== Your task ==
Write out all the data below exactly.

Point-per-instance localization data

################

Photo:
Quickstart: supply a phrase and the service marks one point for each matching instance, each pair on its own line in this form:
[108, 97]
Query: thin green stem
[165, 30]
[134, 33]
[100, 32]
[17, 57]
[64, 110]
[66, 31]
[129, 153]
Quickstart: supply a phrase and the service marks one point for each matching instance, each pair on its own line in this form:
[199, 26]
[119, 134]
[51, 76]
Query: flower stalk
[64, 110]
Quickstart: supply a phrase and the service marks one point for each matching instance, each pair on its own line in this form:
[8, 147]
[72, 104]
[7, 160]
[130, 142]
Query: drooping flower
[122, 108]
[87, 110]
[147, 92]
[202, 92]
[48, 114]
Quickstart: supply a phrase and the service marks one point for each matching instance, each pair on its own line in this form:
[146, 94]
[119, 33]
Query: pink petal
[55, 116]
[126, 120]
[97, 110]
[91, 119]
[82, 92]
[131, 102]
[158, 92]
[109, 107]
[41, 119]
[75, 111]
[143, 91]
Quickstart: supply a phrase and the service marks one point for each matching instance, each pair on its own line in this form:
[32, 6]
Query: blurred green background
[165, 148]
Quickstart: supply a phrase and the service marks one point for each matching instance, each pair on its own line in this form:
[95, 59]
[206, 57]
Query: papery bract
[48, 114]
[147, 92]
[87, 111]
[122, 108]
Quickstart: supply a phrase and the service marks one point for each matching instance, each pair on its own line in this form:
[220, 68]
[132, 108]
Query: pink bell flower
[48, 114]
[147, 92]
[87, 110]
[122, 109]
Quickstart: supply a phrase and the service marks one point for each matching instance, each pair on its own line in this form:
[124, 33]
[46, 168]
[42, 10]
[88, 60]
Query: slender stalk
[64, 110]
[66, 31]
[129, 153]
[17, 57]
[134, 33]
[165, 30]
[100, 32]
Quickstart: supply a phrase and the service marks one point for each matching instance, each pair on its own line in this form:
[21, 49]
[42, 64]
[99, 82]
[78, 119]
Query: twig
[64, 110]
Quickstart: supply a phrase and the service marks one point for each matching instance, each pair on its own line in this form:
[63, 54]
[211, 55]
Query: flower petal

################

== Answer for the task ==
Photo:
Quickstart: supply a phrase and the service marks one point for each matching instance, each pair on its own line in this form:
[108, 97]
Query: thin green stem
[165, 30]
[134, 33]
[100, 32]
[17, 57]
[64, 110]
[66, 31]
[129, 153]
Quickstart: supply a phrase and the service marks one point for each matching instance, each pair on its own line in this form:
[199, 26]
[119, 134]
[51, 76]
Query: flower stalk
[64, 110]
Quickstart: supply a phrase and the service marks one point for each matching instance, each pair on its own line in this form:
[8, 147]
[72, 104]
[7, 160]
[130, 142]
Query: drooping flower
[122, 108]
[87, 110]
[147, 92]
[202, 92]
[48, 114]
Quickstart: supply a phrase and the service marks one point for each matching instance, each pair on its own line in this form:
[146, 94]
[119, 33]
Query: pink petal
[55, 116]
[126, 120]
[97, 110]
[91, 119]
[82, 92]
[131, 102]
[158, 92]
[109, 107]
[41, 119]
[75, 111]
[143, 91]
Quickstart: supply a phrase and the service marks one point for each matching instance, each pair on its own line in this form:
[32, 6]
Query: blurred green background
[165, 148]
Quickstart: supply a phrase and the service marks one point for each matching instance, each pair on its own line in this form:
[95, 59]
[206, 57]
Query: papery bract
[48, 114]
[147, 92]
[87, 111]
[122, 108]
Quickstart: supply a phrase and the service marks one point for each matching instance, each pair on its own line in this form:
[220, 68]
[132, 108]
Query: pink bell flower
[48, 114]
[147, 92]
[87, 110]
[122, 109]
Quickstart: supply a phrase and the service marks one point for each matching instance, each pair on its own line in this form:
[124, 33]
[46, 168]
[42, 10]
[88, 60]
Query: slender stalk
[64, 110]
[66, 31]
[129, 153]
[17, 57]
[134, 33]
[165, 30]
[100, 32]
Quickstart: supply a phrase and the service marks one point for each matching instance, each pair on its own line in this form:
[21, 49]
[42, 64]
[99, 82]
[78, 119]
Query: twig
[64, 110]
Quickstart: supply a phrase and the service marks one point for each matching instance, each pair on its own line in this form:
[63, 54]
[211, 55]
Query: flower petal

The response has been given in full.